= Description of the task =
Exactly the lines from the one containing "Mark the innermost point of each instance of the chinese" through the final line of the data are to be written out again, with nothing added.

= Task input =
______________________________

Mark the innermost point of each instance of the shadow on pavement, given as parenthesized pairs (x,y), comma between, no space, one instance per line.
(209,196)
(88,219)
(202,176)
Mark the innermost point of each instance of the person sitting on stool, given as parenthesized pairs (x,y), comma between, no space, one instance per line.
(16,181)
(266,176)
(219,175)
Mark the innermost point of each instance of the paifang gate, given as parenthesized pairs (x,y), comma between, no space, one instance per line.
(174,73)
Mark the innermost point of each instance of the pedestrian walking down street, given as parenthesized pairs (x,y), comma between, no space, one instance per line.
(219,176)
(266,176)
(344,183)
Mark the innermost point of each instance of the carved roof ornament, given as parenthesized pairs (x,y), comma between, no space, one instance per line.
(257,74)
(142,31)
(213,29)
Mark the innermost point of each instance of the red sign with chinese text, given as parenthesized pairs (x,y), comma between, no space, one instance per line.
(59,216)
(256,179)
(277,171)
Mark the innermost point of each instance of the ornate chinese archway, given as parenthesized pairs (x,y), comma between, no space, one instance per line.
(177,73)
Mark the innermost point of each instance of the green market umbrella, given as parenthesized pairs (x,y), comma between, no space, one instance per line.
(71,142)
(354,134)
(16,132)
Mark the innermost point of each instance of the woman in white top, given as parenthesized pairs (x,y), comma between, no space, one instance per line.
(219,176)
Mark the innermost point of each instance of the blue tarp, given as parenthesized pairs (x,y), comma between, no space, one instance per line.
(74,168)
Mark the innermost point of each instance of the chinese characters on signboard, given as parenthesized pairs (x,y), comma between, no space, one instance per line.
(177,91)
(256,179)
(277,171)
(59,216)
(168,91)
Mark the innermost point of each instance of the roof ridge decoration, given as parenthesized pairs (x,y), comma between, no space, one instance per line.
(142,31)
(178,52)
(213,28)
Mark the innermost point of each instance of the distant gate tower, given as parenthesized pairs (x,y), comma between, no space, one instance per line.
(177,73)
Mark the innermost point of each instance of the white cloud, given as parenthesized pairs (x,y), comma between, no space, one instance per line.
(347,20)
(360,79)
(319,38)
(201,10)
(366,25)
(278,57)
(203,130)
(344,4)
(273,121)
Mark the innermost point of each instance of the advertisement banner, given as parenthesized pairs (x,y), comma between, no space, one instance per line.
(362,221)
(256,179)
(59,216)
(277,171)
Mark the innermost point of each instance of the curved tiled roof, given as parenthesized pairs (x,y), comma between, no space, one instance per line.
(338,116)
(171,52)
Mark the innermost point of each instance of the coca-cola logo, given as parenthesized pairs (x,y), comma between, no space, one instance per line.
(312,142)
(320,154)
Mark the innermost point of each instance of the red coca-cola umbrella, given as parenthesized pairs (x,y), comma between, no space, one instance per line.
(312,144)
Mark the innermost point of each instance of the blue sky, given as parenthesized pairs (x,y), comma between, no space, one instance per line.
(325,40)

______________________________

= Task output =
Mark the innermost point of each instance of the chinese characters on signboard, given as parenthesized pairs (x,y), comma between, no space, one instance per line.
(177,91)
(256,179)
(277,171)
(59,216)
(168,91)
Mark the innermost point of each instance of the roof ridge decoration, given as parenthesized pairs (x,y), comma between, no space, one instance per line.
(142,31)
(178,52)
(213,28)
Mark the innermost point of each instance of the distant gate tower, given as parenthesized pairs (x,y), comma between, no space, one instance per line.
(177,73)
Mark the innermost point of each instance of the white cloud, given as parenthesized pairs (x,y), comma between, no space, one instance per line.
(347,20)
(360,79)
(319,38)
(201,10)
(366,25)
(278,57)
(203,130)
(344,4)
(273,121)
Mark the innermost point of each instance of the advertisement banner, given as parenthesized pairs (x,y), comma between, no space, one instance per line.
(362,221)
(256,179)
(59,216)
(277,171)
Mark the innermost point of each instance of the curved tiled roof, given as parenthesized pairs (x,y), comma between, no space, one instance per line.
(338,116)
(171,52)
Mark the innermost point of each instance of the coca-cola logo, given as parenthesized pairs (x,y), comma between, no space, one instance per line.
(312,142)
(320,154)
Mark the innermost point of each instance of the red coca-cola umbrella, given as parenthesized pairs (x,y), comma between, no space, one instance per line.
(312,144)
Mark the innermost point of each instance of the blue sky, given as parenthesized pairs (x,y), comma between, no space, one instance per line.
(325,40)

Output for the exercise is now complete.